### [What to work on]
Copy the lines below word for word, leaving out the pictures.

### [Records for processing]
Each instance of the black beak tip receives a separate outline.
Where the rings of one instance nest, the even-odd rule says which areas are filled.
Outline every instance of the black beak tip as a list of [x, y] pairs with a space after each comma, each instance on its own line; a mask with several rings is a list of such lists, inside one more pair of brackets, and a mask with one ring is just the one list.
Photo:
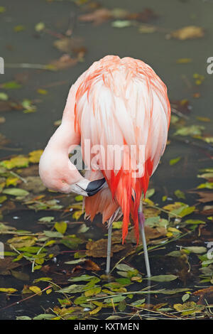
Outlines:
[[87, 193], [88, 196], [93, 196], [93, 195], [95, 195], [103, 188], [105, 182], [106, 180], [104, 178], [89, 182], [86, 188], [86, 192]]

### [Answer to the problem]
Each instance of the black beak tip receives a separate outline.
Where the rings of one instance nest, the even-odd rule says which areas are filled.
Outline every instance of the black beak tip as a list of [x, y] pairs with a space after each comma, each instance on its own line; a mask with several rings is a list of such lists, inside one more pair of brackets, and a mask with one ring is just the one list.
Photo:
Outlines:
[[87, 193], [88, 196], [93, 196], [93, 195], [95, 195], [103, 188], [105, 182], [106, 180], [104, 178], [89, 182], [86, 188], [86, 192]]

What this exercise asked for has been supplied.